You can switch out "support" for "assault", "primary gun" for "rocket gun" and "plane" for "tank" in this post by yours and it's clear that the argument is bordering on the farcical, no offence meant.
You have suggested thatrocket gun fire is enough to counter a tank, but I do not agree.

Let's take the assault class as an example, one of the more effective classes against armor. As a competent infantry player one will be often close to any capture point, where the tank farms a lot of its kills. When said infantry player takes 3+ seconds to fire an AT rocket into a tank, he has a lot of things to consider.
1. He must have cover. However with BF1's map design there are a lot of open spaces and cover is really limited. There are certainly more than 1 cover spots for each capture point but they can really be counted with one hand for most of the points.
2. So now you are firing at the tank. If you are the only one firing at the tank, in my experience the majority of the times the tank will shoot you because you are firing at him, and you might not even survive after firing the first rocket. There is nothing you can do about it.
3. Let's say you got lucky and got into a team with assaults who will fire at any tank. Also let's assume there are 2 other assaults on the same point and are competent and don't sit in the same cover. However, realistically the covers will be close together. The tank driver can only kill one of you at a time. Let's optimistically you guys have disabled the tank. But the 3 assaults have also broadcasted their locations to the enemy team who is defending/attacking the point, and your team is down 3 people working on the point. Assuming equal skill, the enemy team will definitely have some assault player with an automatico who will rush you 3 assault players looking at the tank, as these will be free kills.
4. Even if enemy players can't get to you assaults in time, they will throw a nade there, because why not we have so many. That forces the assaults to either stop firing or die shooting.

**Aim**
Reproduce the passage of the anti-tank post between "2. So now you" and "do about it.", inclusive, unchanged.

**Listed records**
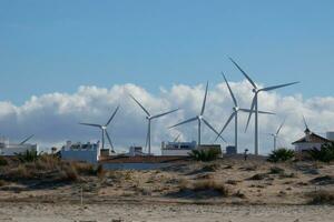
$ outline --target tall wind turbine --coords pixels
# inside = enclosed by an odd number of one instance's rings
[[[234,102],[234,108],[233,108],[233,112],[232,114],[229,115],[228,120],[226,121],[225,125],[223,127],[223,129],[220,130],[219,132],[219,135],[222,135],[222,133],[224,132],[224,130],[227,128],[227,125],[230,123],[230,121],[233,120],[234,118],[234,122],[235,122],[235,127],[234,127],[234,130],[235,130],[235,135],[234,135],[234,139],[235,139],[235,149],[238,150],[238,112],[246,112],[246,113],[250,113],[250,112],[255,112],[255,111],[252,111],[249,109],[244,109],[244,108],[239,108],[238,105],[238,102],[230,89],[230,85],[225,77],[225,74],[222,72],[222,75],[226,82],[226,85],[228,88],[228,91],[229,91],[229,94],[232,97],[232,100]],[[264,111],[258,111],[258,113],[262,113],[262,114],[275,114],[273,112],[264,112]],[[216,140],[218,139],[218,137],[216,138]]]
[[[20,142],[20,145],[24,144],[26,142],[28,142],[31,138],[33,138],[35,134],[28,137],[27,139],[24,139],[22,142]]]
[[[106,135],[107,139],[108,139],[108,141],[109,141],[109,144],[111,147],[111,152],[115,152],[115,150],[114,150],[114,145],[112,145],[112,142],[111,142],[111,138],[110,138],[110,135],[109,135],[109,133],[107,131],[107,128],[110,124],[110,122],[112,121],[112,119],[115,118],[118,109],[119,109],[119,105],[116,108],[116,110],[114,111],[112,115],[110,117],[110,119],[108,120],[108,122],[106,124],[79,123],[79,124],[82,124],[82,125],[99,128],[101,130],[101,133],[102,133],[102,149],[105,149],[105,135]]]
[[[278,138],[278,134],[279,134],[279,132],[281,132],[281,130],[282,130],[284,123],[285,123],[285,119],[284,119],[284,121],[282,122],[282,124],[279,125],[279,128],[277,129],[276,133],[271,133],[271,135],[274,138],[274,150],[276,150],[276,148],[277,148],[277,145],[276,145],[277,138]]]
[[[292,85],[292,84],[296,84],[298,82],[291,82],[291,83],[286,83],[286,84],[278,84],[278,85],[273,85],[273,87],[266,87],[266,88],[263,88],[263,89],[258,89],[256,87],[255,82],[248,77],[248,74],[232,58],[229,58],[229,60],[236,65],[236,68],[245,75],[245,78],[248,80],[248,82],[253,85],[253,92],[255,93],[255,95],[253,98],[250,110],[252,111],[255,110],[255,147],[254,148],[255,148],[255,154],[258,155],[258,100],[257,100],[258,99],[258,93],[272,91],[272,90],[284,88],[284,87],[288,87],[288,85]],[[246,130],[248,128],[252,114],[253,114],[253,112],[249,112]]]
[[[150,122],[151,122],[151,120],[157,119],[157,118],[161,118],[161,117],[164,117],[166,114],[169,114],[169,113],[173,113],[173,112],[176,112],[179,109],[175,109],[175,110],[164,112],[164,113],[160,113],[160,114],[151,115],[147,111],[147,109],[145,109],[145,107],[143,104],[140,104],[140,102],[138,100],[136,100],[136,98],[134,98],[131,94],[129,94],[129,95],[141,108],[141,110],[147,114],[146,119],[148,121],[148,129],[147,129],[147,137],[146,137],[146,147],[148,147],[148,154],[150,154]]]
[[[215,130],[215,128],[213,125],[210,125],[210,123],[205,120],[205,118],[203,117],[204,114],[204,111],[205,111],[205,104],[206,104],[206,98],[207,98],[207,90],[208,90],[208,82],[206,83],[206,88],[205,88],[205,95],[204,95],[204,101],[203,101],[203,105],[202,105],[202,111],[199,113],[199,115],[196,115],[195,118],[191,118],[191,119],[188,119],[188,120],[185,120],[180,123],[177,123],[175,125],[171,125],[169,127],[170,128],[175,128],[175,127],[178,127],[178,125],[181,125],[181,124],[185,124],[185,123],[188,123],[188,122],[193,122],[193,121],[198,121],[198,145],[200,145],[200,125],[202,125],[202,121],[212,130],[214,131],[222,140],[224,140],[224,138],[222,135],[219,135],[219,133]],[[224,140],[225,141],[225,140]],[[226,141],[225,141],[226,142]]]

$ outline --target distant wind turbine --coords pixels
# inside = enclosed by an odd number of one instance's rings
[[[238,112],[250,113],[250,112],[255,112],[255,111],[252,111],[249,109],[239,108],[238,102],[237,102],[237,100],[236,100],[236,98],[235,98],[235,95],[234,95],[234,93],[233,93],[233,91],[230,89],[230,85],[229,85],[229,83],[228,83],[228,81],[227,81],[227,79],[226,79],[226,77],[225,77],[225,74],[223,72],[222,72],[222,75],[223,75],[223,78],[224,78],[224,80],[226,82],[227,89],[228,89],[229,94],[232,97],[232,100],[234,102],[234,108],[233,108],[233,112],[232,112],[230,117],[228,118],[228,120],[226,121],[225,125],[220,130],[219,135],[223,134],[223,132],[225,131],[225,129],[227,128],[227,125],[234,119],[234,121],[235,121],[235,127],[234,127],[234,130],[235,130],[235,135],[234,135],[234,138],[235,138],[235,149],[238,150]],[[262,114],[275,114],[273,112],[264,112],[264,111],[258,111],[258,113],[262,113]],[[218,137],[216,138],[216,140],[217,139],[218,139]]]
[[[250,105],[250,110],[252,112],[249,112],[248,115],[248,120],[247,120],[247,125],[246,125],[246,130],[248,128],[253,111],[255,110],[255,154],[258,155],[258,93],[261,92],[266,92],[266,91],[272,91],[275,89],[279,89],[279,88],[284,88],[284,87],[288,87],[292,84],[296,84],[299,82],[292,82],[292,83],[287,83],[287,84],[278,84],[278,85],[273,85],[273,87],[266,87],[263,89],[258,89],[255,84],[255,82],[248,77],[248,74],[232,59],[229,58],[229,60],[236,65],[236,68],[245,75],[245,78],[248,80],[248,82],[253,85],[253,92],[255,93],[254,98],[253,98],[253,102]]]
[[[279,134],[279,132],[281,132],[281,130],[282,130],[284,123],[285,123],[285,119],[284,119],[284,121],[282,122],[282,124],[279,125],[279,128],[277,129],[276,133],[269,133],[269,135],[272,135],[272,137],[274,138],[274,150],[276,150],[276,148],[277,148],[277,145],[276,145],[276,143],[277,143],[277,138],[278,138],[278,134]]]
[[[203,117],[204,114],[204,111],[205,111],[205,104],[206,104],[206,98],[207,98],[207,90],[208,90],[208,82],[206,83],[206,88],[205,88],[205,95],[204,95],[204,101],[203,101],[203,105],[202,105],[202,111],[199,113],[199,115],[196,115],[195,118],[191,118],[191,119],[188,119],[188,120],[185,120],[183,122],[179,122],[175,125],[171,125],[169,127],[169,129],[171,128],[175,128],[175,127],[178,127],[178,125],[181,125],[181,124],[185,124],[185,123],[188,123],[188,122],[194,122],[194,121],[198,121],[198,145],[200,145],[200,125],[202,125],[202,122],[204,122],[212,131],[214,131],[224,142],[225,139],[219,135],[219,133],[215,130],[215,128],[213,125],[210,125],[210,123]]]
[[[108,122],[106,124],[96,124],[96,123],[79,123],[81,125],[88,125],[88,127],[94,127],[94,128],[99,128],[101,130],[101,133],[102,133],[102,149],[105,149],[105,135],[107,137],[108,141],[109,141],[109,144],[111,147],[111,152],[115,152],[114,150],[114,145],[112,145],[112,142],[111,142],[111,138],[107,131],[107,128],[108,125],[110,124],[110,122],[112,121],[112,119],[115,118],[117,111],[119,109],[119,105],[116,108],[116,110],[114,111],[112,115],[110,117],[110,119],[108,120]]]
[[[20,142],[20,145],[24,144],[26,142],[28,142],[31,138],[33,138],[35,134],[28,137],[27,139],[24,139],[22,142]]]
[[[140,104],[140,102],[138,100],[136,100],[136,98],[134,98],[131,94],[129,94],[129,95],[141,108],[141,110],[147,114],[146,119],[148,121],[148,129],[147,129],[147,137],[146,137],[146,147],[148,147],[148,154],[150,154],[150,122],[151,122],[151,120],[161,118],[161,117],[167,115],[167,114],[173,113],[173,112],[176,112],[179,109],[175,109],[175,110],[164,112],[164,113],[160,113],[160,114],[151,115],[147,111],[147,109],[145,109],[145,107],[143,104]]]

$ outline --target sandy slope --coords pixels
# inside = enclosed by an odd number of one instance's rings
[[[0,221],[333,221],[334,206],[0,203]]]

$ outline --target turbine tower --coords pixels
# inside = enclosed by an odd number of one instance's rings
[[[230,123],[230,121],[233,120],[234,118],[234,122],[235,122],[235,127],[234,127],[234,130],[235,130],[235,134],[234,134],[234,139],[235,139],[235,149],[238,150],[238,112],[246,112],[246,113],[250,113],[250,112],[254,112],[249,109],[244,109],[244,108],[239,108],[238,105],[238,102],[230,89],[230,85],[225,77],[225,74],[222,72],[222,75],[226,82],[226,85],[227,85],[227,89],[229,91],[229,94],[232,97],[232,100],[234,102],[234,108],[233,108],[233,112],[232,114],[229,115],[228,120],[226,121],[225,125],[223,127],[223,129],[220,130],[219,132],[219,135],[223,134],[223,132],[225,131],[225,129],[227,128],[227,125]],[[264,111],[258,111],[258,113],[261,114],[275,114],[273,112],[264,112]],[[216,138],[216,141],[217,141],[218,137]]]
[[[252,105],[250,105],[252,112],[249,112],[249,115],[248,115],[246,130],[248,128],[253,111],[255,111],[254,112],[255,113],[255,145],[254,145],[254,149],[255,149],[255,154],[258,155],[258,93],[288,87],[292,84],[296,84],[298,82],[291,82],[291,83],[286,83],[286,84],[278,84],[278,85],[258,89],[256,87],[255,82],[247,75],[247,73],[232,58],[229,58],[229,60],[236,65],[236,68],[245,75],[245,78],[248,80],[248,82],[253,85],[254,98],[253,98]]]
[[[96,124],[96,123],[79,123],[81,125],[88,125],[88,127],[94,127],[94,128],[99,128],[101,130],[101,133],[102,133],[102,149],[105,149],[105,135],[107,137],[108,141],[109,141],[109,144],[111,147],[111,152],[115,152],[114,150],[114,145],[112,145],[112,142],[111,142],[111,138],[107,131],[107,128],[108,125],[110,124],[110,122],[112,121],[112,119],[115,118],[117,111],[119,109],[119,105],[116,108],[116,110],[114,111],[112,115],[110,117],[110,119],[108,120],[108,122],[106,124]]]
[[[282,130],[284,123],[285,123],[285,119],[284,119],[284,121],[282,122],[282,124],[279,125],[279,128],[277,129],[276,133],[271,133],[271,134],[269,134],[269,135],[272,135],[272,137],[274,138],[274,150],[276,150],[276,148],[277,148],[277,145],[276,145],[276,143],[277,143],[277,138],[278,138],[278,134],[279,134],[279,132],[281,132],[281,130]]]
[[[225,139],[224,139],[222,135],[219,135],[219,133],[215,130],[215,128],[214,128],[213,125],[210,125],[210,123],[209,123],[207,120],[205,120],[205,118],[203,117],[204,111],[205,111],[205,104],[206,104],[206,98],[207,98],[207,90],[208,90],[208,82],[206,83],[204,101],[203,101],[202,111],[200,111],[199,115],[196,115],[195,118],[190,118],[190,119],[188,119],[188,120],[185,120],[185,121],[183,121],[183,122],[179,122],[179,123],[177,123],[177,124],[175,124],[175,125],[169,127],[169,129],[171,129],[171,128],[175,128],[175,127],[178,127],[178,125],[188,123],[188,122],[198,121],[198,142],[197,142],[198,145],[200,145],[200,125],[202,125],[202,122],[204,122],[204,123],[205,123],[212,131],[214,131],[214,132],[215,132],[215,133],[216,133],[224,142],[226,142]]]
[[[175,110],[164,112],[164,113],[160,113],[160,114],[151,115],[147,111],[147,109],[145,109],[145,107],[143,104],[140,104],[140,102],[138,100],[136,100],[136,98],[134,98],[131,94],[129,94],[129,95],[141,108],[141,110],[147,114],[146,119],[148,121],[148,129],[147,129],[147,137],[146,137],[146,148],[148,147],[148,154],[150,155],[150,122],[151,122],[151,120],[157,119],[157,118],[161,118],[161,117],[164,117],[166,114],[169,114],[169,113],[173,113],[173,112],[176,112],[179,109],[175,109]]]

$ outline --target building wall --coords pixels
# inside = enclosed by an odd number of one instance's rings
[[[161,150],[161,155],[188,157],[191,150]]]
[[[313,150],[314,148],[321,149],[323,143],[298,143],[295,144],[295,151],[296,152],[302,152],[305,150]]]
[[[97,163],[98,161],[98,149],[71,149],[71,150],[61,150],[61,159],[71,160],[71,161],[85,161],[89,163]]]
[[[36,144],[7,144],[0,149],[0,155],[16,155],[17,153],[24,153],[27,151],[37,151]]]

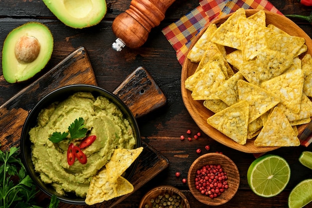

**The result**
2. So now you are firing at the tank. If you are the only one firing at the tank, in my experience the majority of the times the tank will shoot you because you are firing at him, and you might not even survive after firing the first rocket. There is nothing you can do about it.